(Stored data entries)
Content starts
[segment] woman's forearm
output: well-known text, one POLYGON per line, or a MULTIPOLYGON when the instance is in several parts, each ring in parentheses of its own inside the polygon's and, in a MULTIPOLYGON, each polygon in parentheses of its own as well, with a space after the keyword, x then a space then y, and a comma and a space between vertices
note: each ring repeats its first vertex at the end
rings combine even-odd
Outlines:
Content ends
Could you print, exactly and with nothing else, the lines from the one containing "output: well-known text, one" through the last line of the records above?

■ Result of this task
output: well-known text, one POLYGON per line, or a MULTIPOLYGON when the instance is in several parts, each ring in parentheses of its own inside the polygon's and, in a MULTIPOLYGON, each polygon in parentheses of its own as well, with a space after the keyword, x then a space then y, and a comma and a space between vertices
note: each ring repeats its first vertex at the end
rings combine even-odd
Outlines:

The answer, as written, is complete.